● Exercise objective
Scale every row below by rewriting all of its lines, requests included, and multiplying each polygon coordinate in the answers by 0.7, rounded to the nearest whole number with halves going up. Leave all other numbers unchanged.

● Data provided
◆ ◆ ◆ ◆

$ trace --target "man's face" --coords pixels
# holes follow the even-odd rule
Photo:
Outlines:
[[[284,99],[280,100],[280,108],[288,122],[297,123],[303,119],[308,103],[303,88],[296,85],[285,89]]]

◆ ◆ ◆ ◆

● Solution to this task
$ trace --target "man's face" --coords pixels
# holes follow the even-odd rule
Photo:
Outlines:
[[[199,69],[196,70],[196,76],[202,85],[208,86],[212,83],[216,72],[212,62],[207,60],[200,62]]]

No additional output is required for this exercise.